*Text to read:*

--- BEGIN ---

README.md

Package Name:

“BayesMVProbit”

Package Title:

Data augmentation Gibbs sampling for Multivariate Multinomial Probit model and Multivariate ordered Probit model

Intended functionality / short description:

This package will implement the marginal data augmentation algorithms for posterior sampling in the Multivariate Multinomial Probit and Multivariate ordered Probit model. We consider the analysis of models for univariate and multivariate outcomes in the context of the latent variable inferential framework of Albert and Chib (1993) and Holmes and Held (2006). This will also provide trace plots, density plot and carter plot of the parameters. The theories considered to build this package are mentioned in the reference section and also discussed in vignette in details.

1. Multivariate Multinomial Probit model:

Let there are g nominal measures. For say qth measure we have k categories and we consider k - 1 latent variables. As per the method consider the maximum latent variable and consider the corresponding y value to be 1 or 0 otherwise. Here the latent variable follows multivariate normal with appropriate dimension. Hence the model is called probit. The detail method is discussed in vignette.

The method of generating data is as follow:


variable_dim = 2 # no of variables
category = c(3,4) # no of levels for each variable
n = 50 # no of subjects
covariate_num = c(2,3) # no of covariates for each level

z_dim = sum(category) - length(category)  ## dimension of z for each subject
beta_dim = sum((category - 1) * covariate_num)

set.seed(1287)

beta_act1 = matrix(rep(2, (category[1]-1) * covariate_num[1]), nrow = category[1]-1)
  ## matrix of regression coefficient for 1st nominal measure
beta_act2 = matrix(rep(3, (category[2]-1) * covariate_num[2]), nrow = category[2]-1)

--- END ---

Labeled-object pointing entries
--- BEGIN ---

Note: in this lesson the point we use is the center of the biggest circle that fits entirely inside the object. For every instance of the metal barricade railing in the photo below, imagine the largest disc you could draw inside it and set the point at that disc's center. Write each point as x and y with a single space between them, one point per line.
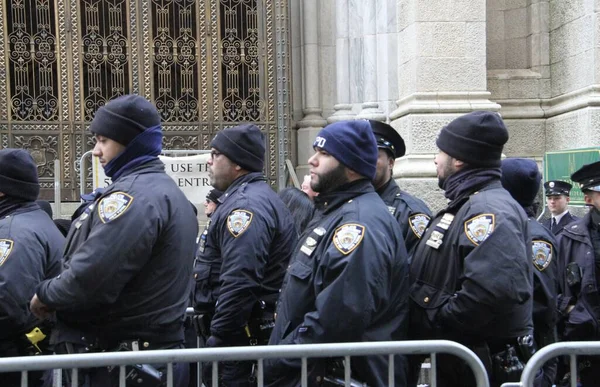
257 353
571 348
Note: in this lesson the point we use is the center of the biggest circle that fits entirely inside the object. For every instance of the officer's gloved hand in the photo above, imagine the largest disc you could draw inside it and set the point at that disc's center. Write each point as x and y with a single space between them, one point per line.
214 341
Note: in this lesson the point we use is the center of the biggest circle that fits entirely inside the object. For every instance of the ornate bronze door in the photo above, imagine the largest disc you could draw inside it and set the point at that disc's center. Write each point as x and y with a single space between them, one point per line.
206 64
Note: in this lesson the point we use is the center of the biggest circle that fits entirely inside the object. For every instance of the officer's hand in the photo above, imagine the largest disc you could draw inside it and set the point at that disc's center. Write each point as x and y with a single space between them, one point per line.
39 309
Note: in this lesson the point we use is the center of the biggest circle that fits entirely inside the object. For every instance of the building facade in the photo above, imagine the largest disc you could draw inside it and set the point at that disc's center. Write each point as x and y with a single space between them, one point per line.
293 66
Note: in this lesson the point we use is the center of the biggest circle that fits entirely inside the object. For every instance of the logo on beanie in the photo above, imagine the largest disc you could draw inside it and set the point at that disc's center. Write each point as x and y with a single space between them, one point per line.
5 249
319 142
542 254
347 237
238 222
113 206
479 228
418 223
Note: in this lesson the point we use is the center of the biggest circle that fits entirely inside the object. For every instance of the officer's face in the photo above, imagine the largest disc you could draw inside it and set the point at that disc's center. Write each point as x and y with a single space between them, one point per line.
385 164
209 207
106 149
592 198
445 167
326 173
221 170
557 204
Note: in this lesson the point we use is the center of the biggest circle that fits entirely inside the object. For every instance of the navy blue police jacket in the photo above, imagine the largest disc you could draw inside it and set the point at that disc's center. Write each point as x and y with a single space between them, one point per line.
545 290
242 257
471 274
127 262
412 214
564 221
347 282
30 252
582 321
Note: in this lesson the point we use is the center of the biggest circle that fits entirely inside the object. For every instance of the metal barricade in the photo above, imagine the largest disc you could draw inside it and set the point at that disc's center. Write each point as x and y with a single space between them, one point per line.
250 353
571 348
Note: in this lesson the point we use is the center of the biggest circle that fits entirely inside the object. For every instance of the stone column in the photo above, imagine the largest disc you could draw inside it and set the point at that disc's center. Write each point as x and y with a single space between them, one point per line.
343 107
370 107
313 120
441 75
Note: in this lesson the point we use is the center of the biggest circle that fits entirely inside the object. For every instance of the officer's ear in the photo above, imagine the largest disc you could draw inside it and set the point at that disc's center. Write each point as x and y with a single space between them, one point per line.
458 164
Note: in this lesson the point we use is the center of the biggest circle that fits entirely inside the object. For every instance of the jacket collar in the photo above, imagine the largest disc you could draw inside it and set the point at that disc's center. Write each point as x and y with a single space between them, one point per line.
240 182
332 200
579 230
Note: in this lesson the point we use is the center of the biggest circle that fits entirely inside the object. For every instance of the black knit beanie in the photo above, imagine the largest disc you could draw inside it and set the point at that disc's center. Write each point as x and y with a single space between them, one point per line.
18 174
352 143
242 144
522 179
123 118
476 138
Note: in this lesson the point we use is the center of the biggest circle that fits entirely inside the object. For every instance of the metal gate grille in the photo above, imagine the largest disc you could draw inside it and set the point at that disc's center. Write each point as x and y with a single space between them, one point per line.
206 64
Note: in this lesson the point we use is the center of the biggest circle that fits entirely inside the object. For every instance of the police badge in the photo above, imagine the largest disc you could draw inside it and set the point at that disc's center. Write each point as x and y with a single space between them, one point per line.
5 249
542 254
238 222
479 228
113 206
347 237
418 223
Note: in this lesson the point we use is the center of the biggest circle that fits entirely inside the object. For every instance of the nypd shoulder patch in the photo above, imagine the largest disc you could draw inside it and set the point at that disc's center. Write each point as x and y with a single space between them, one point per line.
418 224
542 254
5 249
113 206
238 222
347 237
480 227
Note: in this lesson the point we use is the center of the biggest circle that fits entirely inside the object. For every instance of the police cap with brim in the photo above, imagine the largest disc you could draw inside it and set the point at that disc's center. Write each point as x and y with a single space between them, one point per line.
557 187
388 139
588 177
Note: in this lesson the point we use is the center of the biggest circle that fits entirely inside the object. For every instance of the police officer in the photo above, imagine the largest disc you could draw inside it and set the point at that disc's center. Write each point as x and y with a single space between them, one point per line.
522 179
127 264
471 273
412 213
30 252
240 268
558 195
579 274
348 278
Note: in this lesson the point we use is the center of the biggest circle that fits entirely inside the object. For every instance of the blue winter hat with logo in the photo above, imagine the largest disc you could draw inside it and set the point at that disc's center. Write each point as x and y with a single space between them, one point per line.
352 143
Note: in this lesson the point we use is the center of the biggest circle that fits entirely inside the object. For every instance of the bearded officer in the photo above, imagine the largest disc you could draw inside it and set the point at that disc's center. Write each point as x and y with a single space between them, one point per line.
412 214
471 274
240 265
126 269
348 279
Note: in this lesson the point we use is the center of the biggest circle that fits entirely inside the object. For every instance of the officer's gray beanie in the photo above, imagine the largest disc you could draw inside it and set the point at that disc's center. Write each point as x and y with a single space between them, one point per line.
18 174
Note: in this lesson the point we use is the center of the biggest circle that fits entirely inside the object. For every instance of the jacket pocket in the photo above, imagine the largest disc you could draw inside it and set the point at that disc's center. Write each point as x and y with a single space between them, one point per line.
580 325
203 295
426 301
300 270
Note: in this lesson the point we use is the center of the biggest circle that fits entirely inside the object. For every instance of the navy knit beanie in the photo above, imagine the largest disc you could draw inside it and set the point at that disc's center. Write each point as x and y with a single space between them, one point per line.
18 174
123 118
476 138
522 179
242 144
352 143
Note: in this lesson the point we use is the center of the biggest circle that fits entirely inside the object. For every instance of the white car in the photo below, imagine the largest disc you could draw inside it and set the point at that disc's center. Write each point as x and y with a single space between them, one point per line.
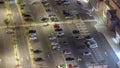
92 44
33 38
59 34
51 35
67 52
56 47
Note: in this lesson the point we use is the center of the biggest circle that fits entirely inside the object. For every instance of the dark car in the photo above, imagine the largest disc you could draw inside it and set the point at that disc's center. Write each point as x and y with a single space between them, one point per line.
69 59
38 59
1 2
37 51
59 2
58 29
76 32
32 31
89 37
48 10
26 15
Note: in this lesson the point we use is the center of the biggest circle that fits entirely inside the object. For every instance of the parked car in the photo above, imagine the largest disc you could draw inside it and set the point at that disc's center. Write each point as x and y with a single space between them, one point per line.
9 31
87 53
69 59
37 51
66 51
32 34
52 38
54 43
76 32
92 44
89 37
38 59
58 29
60 34
59 66
56 26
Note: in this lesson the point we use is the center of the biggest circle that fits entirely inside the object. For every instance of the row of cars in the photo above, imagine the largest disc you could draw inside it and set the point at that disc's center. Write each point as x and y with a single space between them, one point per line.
48 9
66 51
65 2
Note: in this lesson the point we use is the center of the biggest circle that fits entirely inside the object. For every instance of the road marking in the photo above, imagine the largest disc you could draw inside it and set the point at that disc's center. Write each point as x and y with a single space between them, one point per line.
0 60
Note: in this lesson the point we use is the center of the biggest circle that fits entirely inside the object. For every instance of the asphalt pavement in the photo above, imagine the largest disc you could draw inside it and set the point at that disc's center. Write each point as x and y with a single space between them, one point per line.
22 45
6 50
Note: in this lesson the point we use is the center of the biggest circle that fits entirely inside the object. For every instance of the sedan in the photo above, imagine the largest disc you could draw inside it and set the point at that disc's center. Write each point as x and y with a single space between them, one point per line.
38 59
56 26
69 59
60 34
37 51
58 29
67 51
76 32
86 53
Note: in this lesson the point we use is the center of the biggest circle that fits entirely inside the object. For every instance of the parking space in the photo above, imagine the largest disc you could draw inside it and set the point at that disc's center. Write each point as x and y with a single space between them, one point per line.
3 13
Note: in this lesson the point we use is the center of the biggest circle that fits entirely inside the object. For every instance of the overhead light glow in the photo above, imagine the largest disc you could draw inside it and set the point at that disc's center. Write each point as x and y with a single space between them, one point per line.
86 1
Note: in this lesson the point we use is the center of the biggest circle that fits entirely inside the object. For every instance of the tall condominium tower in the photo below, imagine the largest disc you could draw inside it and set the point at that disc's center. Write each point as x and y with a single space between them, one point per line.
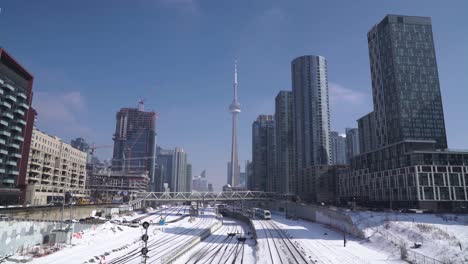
284 140
164 159
367 133
405 81
263 154
235 110
16 125
188 178
352 143
179 171
135 141
338 148
311 122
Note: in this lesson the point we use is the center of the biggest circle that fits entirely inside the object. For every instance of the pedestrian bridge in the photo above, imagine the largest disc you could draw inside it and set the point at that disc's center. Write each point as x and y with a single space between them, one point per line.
140 198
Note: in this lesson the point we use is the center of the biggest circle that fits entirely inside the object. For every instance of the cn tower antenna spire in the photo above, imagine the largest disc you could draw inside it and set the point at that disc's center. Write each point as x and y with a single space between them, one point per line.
234 108
235 80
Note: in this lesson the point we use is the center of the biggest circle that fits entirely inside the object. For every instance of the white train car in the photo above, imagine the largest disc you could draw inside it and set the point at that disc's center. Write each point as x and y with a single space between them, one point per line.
262 214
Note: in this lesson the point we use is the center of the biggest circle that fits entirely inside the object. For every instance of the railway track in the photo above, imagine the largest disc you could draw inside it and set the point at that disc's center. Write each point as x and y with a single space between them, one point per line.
286 250
222 248
162 245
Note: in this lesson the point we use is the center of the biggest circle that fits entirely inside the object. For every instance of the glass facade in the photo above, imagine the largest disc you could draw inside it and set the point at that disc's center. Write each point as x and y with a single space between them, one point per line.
16 122
311 121
405 82
263 154
284 143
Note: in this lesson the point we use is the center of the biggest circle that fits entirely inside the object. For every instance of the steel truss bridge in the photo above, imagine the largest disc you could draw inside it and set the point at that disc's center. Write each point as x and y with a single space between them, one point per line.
140 198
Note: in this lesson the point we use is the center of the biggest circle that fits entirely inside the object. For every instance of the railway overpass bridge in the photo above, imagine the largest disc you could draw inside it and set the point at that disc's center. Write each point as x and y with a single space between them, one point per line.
139 199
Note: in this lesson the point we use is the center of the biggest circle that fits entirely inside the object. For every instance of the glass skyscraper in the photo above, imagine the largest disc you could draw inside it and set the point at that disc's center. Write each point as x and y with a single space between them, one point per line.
311 122
263 154
134 142
284 141
405 82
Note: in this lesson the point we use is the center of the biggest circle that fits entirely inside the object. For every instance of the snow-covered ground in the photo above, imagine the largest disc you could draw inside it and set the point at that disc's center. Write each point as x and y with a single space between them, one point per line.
219 248
443 237
316 243
113 243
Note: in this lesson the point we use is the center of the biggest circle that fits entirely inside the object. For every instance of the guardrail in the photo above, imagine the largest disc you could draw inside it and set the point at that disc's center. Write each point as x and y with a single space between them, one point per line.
418 258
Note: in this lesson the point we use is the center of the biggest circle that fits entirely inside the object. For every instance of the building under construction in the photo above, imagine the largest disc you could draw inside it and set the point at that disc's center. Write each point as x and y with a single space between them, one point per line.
107 185
135 143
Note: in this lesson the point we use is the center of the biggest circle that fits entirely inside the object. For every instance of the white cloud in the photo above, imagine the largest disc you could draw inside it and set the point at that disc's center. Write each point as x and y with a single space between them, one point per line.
341 95
61 111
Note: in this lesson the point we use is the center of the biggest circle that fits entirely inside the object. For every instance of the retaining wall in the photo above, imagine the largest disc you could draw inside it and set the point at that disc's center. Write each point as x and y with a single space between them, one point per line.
17 236
333 217
244 219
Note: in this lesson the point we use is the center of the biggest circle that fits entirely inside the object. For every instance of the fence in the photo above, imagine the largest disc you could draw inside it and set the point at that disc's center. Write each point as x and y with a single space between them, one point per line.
417 258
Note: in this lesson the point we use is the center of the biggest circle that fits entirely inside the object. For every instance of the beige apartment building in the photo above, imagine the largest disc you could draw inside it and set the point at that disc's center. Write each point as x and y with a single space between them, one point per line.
54 168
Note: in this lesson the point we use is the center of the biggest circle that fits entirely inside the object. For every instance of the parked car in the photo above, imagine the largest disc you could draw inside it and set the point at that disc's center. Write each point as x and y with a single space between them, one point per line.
4 217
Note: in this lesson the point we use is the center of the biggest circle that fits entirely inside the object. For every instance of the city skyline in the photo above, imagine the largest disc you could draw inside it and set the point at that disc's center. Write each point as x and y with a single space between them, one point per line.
86 113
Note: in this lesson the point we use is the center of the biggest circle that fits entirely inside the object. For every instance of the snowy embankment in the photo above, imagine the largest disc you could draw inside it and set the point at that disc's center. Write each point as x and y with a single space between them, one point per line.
221 248
319 244
442 237
114 243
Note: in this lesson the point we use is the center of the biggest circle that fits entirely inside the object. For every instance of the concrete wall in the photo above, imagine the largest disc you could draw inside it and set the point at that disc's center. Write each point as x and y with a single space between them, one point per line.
52 213
17 236
333 217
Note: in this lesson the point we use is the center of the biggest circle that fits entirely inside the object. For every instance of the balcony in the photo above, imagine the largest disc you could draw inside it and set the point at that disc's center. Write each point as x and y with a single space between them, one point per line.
23 105
5 133
11 163
11 98
20 121
5 114
9 87
12 145
8 181
5 104
14 172
22 95
18 138
17 128
19 111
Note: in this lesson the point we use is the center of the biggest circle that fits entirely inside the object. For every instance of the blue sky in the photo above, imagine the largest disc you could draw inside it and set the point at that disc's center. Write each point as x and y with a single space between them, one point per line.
90 58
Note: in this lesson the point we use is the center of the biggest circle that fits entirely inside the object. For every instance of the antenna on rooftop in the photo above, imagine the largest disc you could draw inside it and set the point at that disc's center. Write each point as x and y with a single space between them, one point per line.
141 105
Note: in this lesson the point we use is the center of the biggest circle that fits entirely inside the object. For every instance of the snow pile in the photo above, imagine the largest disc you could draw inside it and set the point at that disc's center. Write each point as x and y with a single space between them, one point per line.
442 237
325 245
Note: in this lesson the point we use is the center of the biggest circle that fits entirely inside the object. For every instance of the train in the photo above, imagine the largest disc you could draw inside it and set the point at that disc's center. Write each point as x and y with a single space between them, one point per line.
262 214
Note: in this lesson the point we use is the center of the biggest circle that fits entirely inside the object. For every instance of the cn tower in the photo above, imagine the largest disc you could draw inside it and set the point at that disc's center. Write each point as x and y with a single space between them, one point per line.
235 110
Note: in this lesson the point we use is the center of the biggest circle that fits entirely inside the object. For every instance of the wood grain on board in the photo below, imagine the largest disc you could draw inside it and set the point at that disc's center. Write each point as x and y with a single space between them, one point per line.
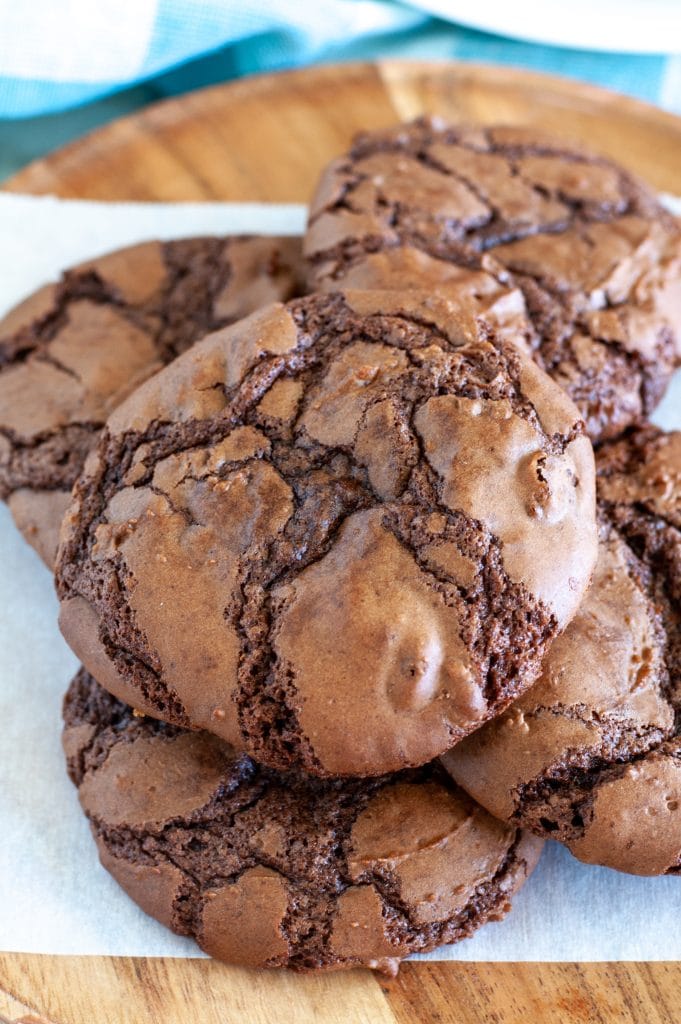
266 138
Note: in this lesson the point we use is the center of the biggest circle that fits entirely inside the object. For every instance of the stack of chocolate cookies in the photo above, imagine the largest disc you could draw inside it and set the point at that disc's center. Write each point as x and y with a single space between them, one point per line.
370 554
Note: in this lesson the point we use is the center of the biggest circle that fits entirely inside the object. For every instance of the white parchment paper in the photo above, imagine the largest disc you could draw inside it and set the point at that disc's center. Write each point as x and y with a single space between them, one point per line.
54 896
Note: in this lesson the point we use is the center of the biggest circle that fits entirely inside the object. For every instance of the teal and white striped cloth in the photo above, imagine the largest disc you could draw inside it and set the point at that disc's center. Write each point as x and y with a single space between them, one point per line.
54 55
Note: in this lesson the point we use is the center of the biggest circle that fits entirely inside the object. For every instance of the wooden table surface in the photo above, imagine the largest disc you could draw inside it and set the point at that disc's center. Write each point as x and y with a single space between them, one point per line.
266 138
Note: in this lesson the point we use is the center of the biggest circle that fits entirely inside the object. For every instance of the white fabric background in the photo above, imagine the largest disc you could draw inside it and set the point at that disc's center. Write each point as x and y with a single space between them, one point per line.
54 896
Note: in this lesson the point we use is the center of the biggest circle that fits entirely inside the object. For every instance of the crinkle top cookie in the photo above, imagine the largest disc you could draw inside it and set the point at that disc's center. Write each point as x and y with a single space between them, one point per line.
340 534
596 258
73 350
285 870
591 756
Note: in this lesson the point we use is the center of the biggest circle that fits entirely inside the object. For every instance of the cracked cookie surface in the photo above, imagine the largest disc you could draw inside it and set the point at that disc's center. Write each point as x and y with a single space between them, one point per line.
285 870
73 350
286 538
502 211
591 756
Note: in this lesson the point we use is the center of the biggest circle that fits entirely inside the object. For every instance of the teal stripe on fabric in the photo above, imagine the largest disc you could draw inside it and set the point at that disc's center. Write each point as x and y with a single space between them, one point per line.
199 44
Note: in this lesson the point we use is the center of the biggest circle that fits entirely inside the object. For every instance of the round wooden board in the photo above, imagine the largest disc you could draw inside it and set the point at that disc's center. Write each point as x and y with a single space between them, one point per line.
266 138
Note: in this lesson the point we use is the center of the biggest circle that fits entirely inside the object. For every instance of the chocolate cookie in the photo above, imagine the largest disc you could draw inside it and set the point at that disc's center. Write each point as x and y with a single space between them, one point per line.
595 255
74 350
591 756
285 870
287 537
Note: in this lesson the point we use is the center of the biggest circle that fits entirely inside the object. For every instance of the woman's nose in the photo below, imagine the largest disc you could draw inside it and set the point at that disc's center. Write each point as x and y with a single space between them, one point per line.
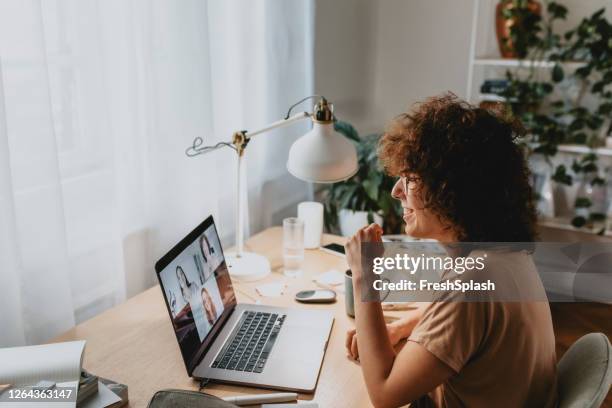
398 190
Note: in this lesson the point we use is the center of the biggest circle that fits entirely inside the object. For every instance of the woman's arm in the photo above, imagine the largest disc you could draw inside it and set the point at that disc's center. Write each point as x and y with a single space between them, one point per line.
391 379
397 330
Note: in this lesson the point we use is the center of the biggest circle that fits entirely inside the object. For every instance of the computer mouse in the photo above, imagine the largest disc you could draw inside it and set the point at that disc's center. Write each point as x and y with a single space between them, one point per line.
316 296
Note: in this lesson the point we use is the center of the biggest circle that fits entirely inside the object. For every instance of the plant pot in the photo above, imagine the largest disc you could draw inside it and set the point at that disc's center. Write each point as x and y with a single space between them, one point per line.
503 25
351 221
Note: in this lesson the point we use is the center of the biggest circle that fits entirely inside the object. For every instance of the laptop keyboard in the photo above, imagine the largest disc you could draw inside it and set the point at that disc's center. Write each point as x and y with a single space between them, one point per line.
248 347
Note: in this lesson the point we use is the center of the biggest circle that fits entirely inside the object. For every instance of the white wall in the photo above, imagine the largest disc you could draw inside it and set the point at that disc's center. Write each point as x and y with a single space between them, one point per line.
374 58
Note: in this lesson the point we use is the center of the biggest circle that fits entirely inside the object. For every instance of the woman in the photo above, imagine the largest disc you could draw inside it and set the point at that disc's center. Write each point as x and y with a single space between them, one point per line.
189 291
184 284
462 178
207 252
209 307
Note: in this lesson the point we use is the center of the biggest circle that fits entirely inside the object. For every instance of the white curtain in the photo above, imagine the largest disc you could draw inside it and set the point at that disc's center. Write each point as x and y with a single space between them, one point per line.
98 101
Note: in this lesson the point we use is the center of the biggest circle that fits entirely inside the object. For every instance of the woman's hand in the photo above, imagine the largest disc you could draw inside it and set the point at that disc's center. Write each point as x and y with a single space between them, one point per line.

--- END ---

*Exercise set:*
a - Rewrite the part of the BayesMVProbit README that opens with the words containing "Data augmentation Gibbs" and closes with "vignette in details.", putting "posterior simulation" in place of "posterior sampling".
b - Answer these questions using the BayesMVProbit README.
(i) Whose latent variable inferential framework does the package follow?
(ii) What value is given to n, the number of subjects?
(iii) What number is passed to set.seed?
c - Write what comes next in the BayesMVProbit README, starting after its last line.

*Task-by-task outputs:*
a -
Data augmentation Gibbs sampling for Multivariate Multinomial Probit model and Multivariate ordered Probit model

Intended functionality / short description:

This package will implement the marginal data augmentation algorithms for posterior simulation in the Multivariate Multinomial Probit and Multivariate ordered Probit model. We consider the analysis of models for univariate and multivariate outcomes in the context of the latent variable inferential framework of Albert and Chib (1993) and Holmes and Held (2006). This will also provide trace plots, density plot and carter plot of the parameters. The theories considered to build this package are mentioned in the reference section and also discussed in vignette in details.

b -
(i) The framework of Albert and Chib (1993) and Holmes and Held (2006).
(ii) 50.
(iii) 1287.

c -
 ## matrix of regression coefficient for 1st nominal measure
beta_act = as.vector(c(beta_act1, beta_act2)) ## vectorized form of beta
## should be of same length  as beta_dim

x1_mat = matrix(rnorm(n * covariate_num[1]), nrow = covariate_num[1] ) # each column is for each subject, each row is for each  covariates
x2_mat = matrix(rnorm(n * covariate_num[2]), nrow = covariate_num[2] ) # each column is for each subject, each row is for each  covariates
x_list = list(x1_mat, x2_mat)  # input should be given as list 

z1_mat = beta_act1 %*% x1_mat 
z2_mat = beta_act2 %*% x2_mat


sig1 = matrix(c(1, 0.36, 0.36, 0.81), nrow = 2)
sig2 = matrix(c(1, 0.45, 0.24, 0.45, 0.81, 0.41, 0.24, 0.41, 0.9), nrow =3)
sig3 = matrix(c(rep(0.2, 6)), nrow =2)
sig4 = matrix(c(rep(0.2, 6)), nrow =3)
sig_gen = as.matrix(rbind(cbind(sig1, sig3), cbind(sig4, sig2))) ## Final sigma 

# GEneration of error 

e_mat = MASS::mvrnorm(n , mu = rep(0, z_dim) , Sigma = sig_gen )  # Generation of error term
e_mat = t(e_mat) # each column is for each subject

#Generation of  Z vectors for each subject, each column is for each subject
z_mat = matrix(rep(0, n * z_dim), ncol = n) ## each column is for each subject

for(i in 1: n){
  z_mat[, i] = c(z1_mat[, i], z2_mat[, i]) + e_mat[, i]

}


#Computation of d matrix ## user should provide this input

d = matrix(rep(0, n * length(category)), ncol = n)  # each col corresponds to each subject
q = rep(1, length(category) + 1)  ## the indicator to compute d matrix (as mentioned in the paper)
q[1] = 1
category_cum_sum = cumsum(category)

for(g in 2: length(q))
{
  q[g] = category_cum_sum[g-1] - (g-1 - 1)    ## ex: p1 + p2 + p3 - 2
}


for(i in 1: n)
{ 
  for(j in 1:variable_dim )
  {
    x = z_mat[ q[j] : (q[j+1] - 1) , i]
    # print(x)

    if(max(x) < 0)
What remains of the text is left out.